GIVEN REQUEST A:
List each line of the entries below that contains the word "green", counting only matches with the same case.

EXCERPT:
3

I'm running Geodjango/Postgres 9.1/PostGIS and I'm trying to get the following query (and others like it) to run faster.

[query snipped for brevity]

SELECT "crowdbreaks_incomingkeyword"."keyword_id"
       , COUNT("crowdbreaks_incomingkeyword"."keyword_id") AS "cnt" 
  FROM "crowdbreaks_incomingkeyword"
 INNER JOIN "crowdbreaks_tweet"
       ON ("crowdbreaks_incomingkeyword"."tweet_id"
          = "crowdbreaks_tweet"."tweet_id")
  LEFT OUTER JOIN "crowdbreaks_place"
    ON ("crowdbreaks_tweet"."place_id"
       = "crowdbreaks_place"."place_id") 
 WHERE (("crowdbreaks_tweet"."coordinates"
        @ ST_GeomFromEWKB(E'\\001 ... \\000\\000\\000\\0008@'::bytea)
       OR ST_Overlaps("crowdbreaks_place"."bounding_box"
                     , ST_GeomFromEWKB(E'\\001...00\\000\\0008@'::bytea)
       )) 
   AND "crowdbreaks_tweet"."created_at" > E'2012-04-17 15:46:12.109893'
   AND "crowdbreaks_tweet"."created_at" < E'2012-04-18 15:46:12.109899' ) 
 GROUP BY "crowdbreaks_incomingkeyword"."keyword_id"
         , "crowdbreaks_incomingkeyword"."keyword_id"
    ;

Here is what the crowdbreaks_tweet table looks like:

\d+ crowdbreaks_tweet;
                       Table "public.crowdbreaks_tweet"
    Column     |           Type           | Modifiers | Storage  | Description 
---------------+--------------------------+-----------+----------+-------------
 tweet_id      | bigint                   | not null  | plain    | 
 tweeter       | bigint                   | not null  | plain    | 
 text          | text                     | not null  | extended | 
 created_at    | timestamp with time zone | not null  | plain    | 
 country_code  | character varying(3)     |           | extended | 
 place_id      | character varying(32)    |           | extended | 
 coordinates   | geometry                 |           | main     | 
Indexes:
    "crowdbreaks_tweet_pkey" PRIMARY KEY, btree (tweet_id)

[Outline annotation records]
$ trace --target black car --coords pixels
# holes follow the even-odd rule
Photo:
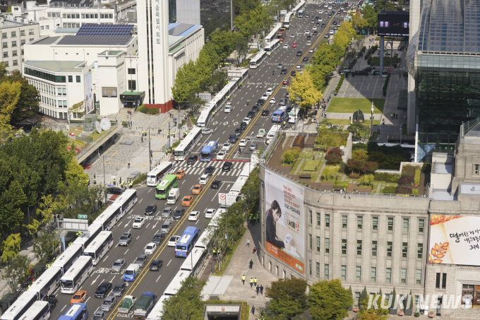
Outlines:
[[[205,174],[211,176],[214,171],[215,171],[215,167],[212,165],[209,165],[205,169]]]
[[[220,180],[213,180],[213,182],[212,182],[212,184],[210,185],[210,188],[218,189],[220,187],[221,184],[222,182]]]
[[[232,162],[227,162],[223,164],[223,167],[222,167],[222,171],[230,171],[232,166],[233,165]]]
[[[59,300],[56,300],[55,295],[50,295],[45,298],[45,301],[48,302],[50,306],[50,310],[55,309],[55,307],[59,305]]]
[[[108,295],[112,291],[112,283],[104,282],[98,286],[95,291],[96,298],[104,298],[108,297]]]
[[[152,260],[150,269],[152,271],[158,271],[162,268],[162,266],[163,266],[163,260]]]
[[[145,215],[152,215],[157,212],[157,205],[150,204],[145,209]]]
[[[186,164],[187,165],[193,165],[197,160],[198,160],[198,157],[196,155],[191,155],[188,157],[188,160],[186,160]]]
[[[176,209],[174,213],[174,219],[180,220],[185,214],[185,209]]]
[[[124,190],[118,186],[110,186],[107,188],[107,193],[110,194],[121,194],[124,193]]]
[[[155,234],[155,235],[153,236],[153,239],[152,239],[152,242],[158,244],[160,242],[162,242],[162,240],[163,240],[163,235],[161,233],[157,233]]]

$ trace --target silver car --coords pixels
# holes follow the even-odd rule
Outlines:
[[[120,236],[119,245],[128,246],[131,241],[132,241],[132,234],[130,232],[124,232],[124,234]]]
[[[114,297],[113,295],[107,297],[105,300],[103,300],[103,302],[102,302],[102,305],[100,306],[100,310],[104,311],[105,312],[108,312],[109,311],[112,310],[112,309],[116,304],[116,297]]]
[[[120,272],[126,265],[126,262],[124,259],[116,259],[112,266],[112,272]]]

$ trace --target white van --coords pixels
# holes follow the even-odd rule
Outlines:
[[[202,174],[200,177],[200,184],[207,184],[208,182],[208,174]]]

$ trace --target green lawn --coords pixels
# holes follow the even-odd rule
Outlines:
[[[333,97],[327,109],[327,116],[328,112],[350,113],[353,114],[354,112],[360,109],[365,116],[365,121],[370,116],[373,100],[373,112],[376,114],[381,113],[383,111],[385,99],[367,99],[365,97]]]

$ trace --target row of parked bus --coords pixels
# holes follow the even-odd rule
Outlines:
[[[50,317],[49,302],[42,301],[59,287],[62,293],[76,292],[113,246],[109,230],[137,203],[137,191],[126,190],[97,218],[0,317],[1,320],[42,320]],[[81,306],[80,306],[81,307]],[[59,320],[84,320],[86,306],[71,308]]]

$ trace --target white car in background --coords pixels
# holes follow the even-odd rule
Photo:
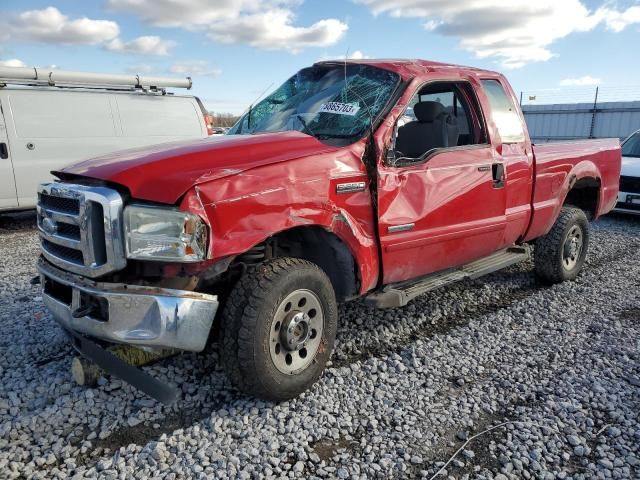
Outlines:
[[[52,170],[99,155],[204,138],[191,79],[0,67],[0,212],[36,207]]]
[[[622,171],[616,212],[640,215],[640,130],[622,143]]]

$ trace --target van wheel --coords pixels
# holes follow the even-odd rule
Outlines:
[[[546,235],[536,240],[535,272],[548,283],[573,280],[578,276],[589,247],[589,221],[576,207],[562,207]]]
[[[333,350],[338,308],[315,264],[279,258],[246,272],[223,311],[222,364],[250,395],[282,401],[322,374]]]

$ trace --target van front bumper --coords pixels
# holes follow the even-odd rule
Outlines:
[[[618,203],[613,207],[613,211],[640,215],[640,192],[619,192]]]
[[[215,295],[94,282],[38,261],[42,300],[65,329],[107,342],[200,352],[213,324]]]

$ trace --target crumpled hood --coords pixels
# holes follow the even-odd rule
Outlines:
[[[626,177],[640,177],[640,158],[622,157],[622,171],[620,175]]]
[[[54,172],[123,185],[140,200],[175,204],[190,188],[263,165],[336,150],[297,131],[228,135],[136,148]]]

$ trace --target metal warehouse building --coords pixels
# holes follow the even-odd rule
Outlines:
[[[537,143],[580,138],[626,138],[640,129],[640,101],[523,105]]]

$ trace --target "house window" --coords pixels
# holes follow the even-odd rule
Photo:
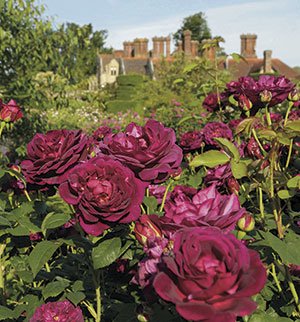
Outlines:
[[[117,75],[117,68],[116,67],[111,67],[110,68],[110,75],[111,76],[116,76]]]

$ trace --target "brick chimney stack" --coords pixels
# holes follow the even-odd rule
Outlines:
[[[272,70],[272,50],[264,51],[264,73],[271,74]]]
[[[152,57],[153,58],[159,57],[159,38],[153,37],[152,42],[153,42]]]
[[[181,40],[178,40],[178,42],[177,42],[177,51],[178,52],[181,52],[183,50],[183,48],[182,48],[182,41]]]
[[[166,56],[171,56],[171,37],[166,37]]]
[[[256,58],[255,46],[257,35],[241,35],[241,56],[245,58]]]
[[[198,56],[198,50],[199,50],[199,41],[198,40],[192,40],[191,41],[191,51],[192,51],[192,56],[193,57]]]
[[[124,57],[131,57],[132,50],[133,50],[133,43],[131,41],[124,41],[123,48],[124,48]]]
[[[203,56],[210,61],[215,61],[216,47],[215,47],[213,39],[203,39],[202,45],[207,46],[206,48],[203,49]]]
[[[141,57],[148,57],[148,42],[147,38],[140,39],[140,55]]]
[[[192,54],[191,41],[192,32],[190,30],[185,30],[183,32],[183,51],[186,56],[190,56]]]

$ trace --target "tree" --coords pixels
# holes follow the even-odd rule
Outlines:
[[[203,39],[211,38],[211,31],[203,12],[184,18],[180,29],[173,36],[176,42],[183,39],[183,31],[187,29],[192,32],[192,40],[198,40],[200,44]]]

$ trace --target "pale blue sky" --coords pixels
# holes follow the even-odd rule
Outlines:
[[[107,29],[106,44],[175,32],[183,18],[202,11],[226,52],[240,52],[240,34],[256,33],[258,57],[271,49],[274,58],[300,66],[300,0],[38,0],[57,23],[92,23]],[[151,48],[151,44],[149,46]]]

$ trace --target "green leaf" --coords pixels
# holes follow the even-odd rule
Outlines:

GIVEN REQUEST B:
Pick up the post about the slow PostGIS query above and continue it from its last line.

RESPONSE A:
$ trace --target green lawn --coords pixels
$ trace --target "green leaf" --coords pixels

RESPONSE B:
    "crowdbreaks_tweet_coordinates_id" gist (coordinates)
    "crowdbreaks_tweet_created_at" btree (created_at)
    "crowdbreaks_tweet_place_id" btree (place_id)
    "crowdbreaks_tweet_place_id_like" btree (place_id varchar_pattern_ops)
Check constraints:
    "enforce_dims_coordinates" CHECK (st_ndims(coordinates) = 2)
    "enforce_geotype_coordinates" CHECK (geometrytype(coordinates) = 'POINT'::text OR coordinates IS NULL)
    "enforce_srid_coordinates" CHECK (st_srid(coordinates) = 4326)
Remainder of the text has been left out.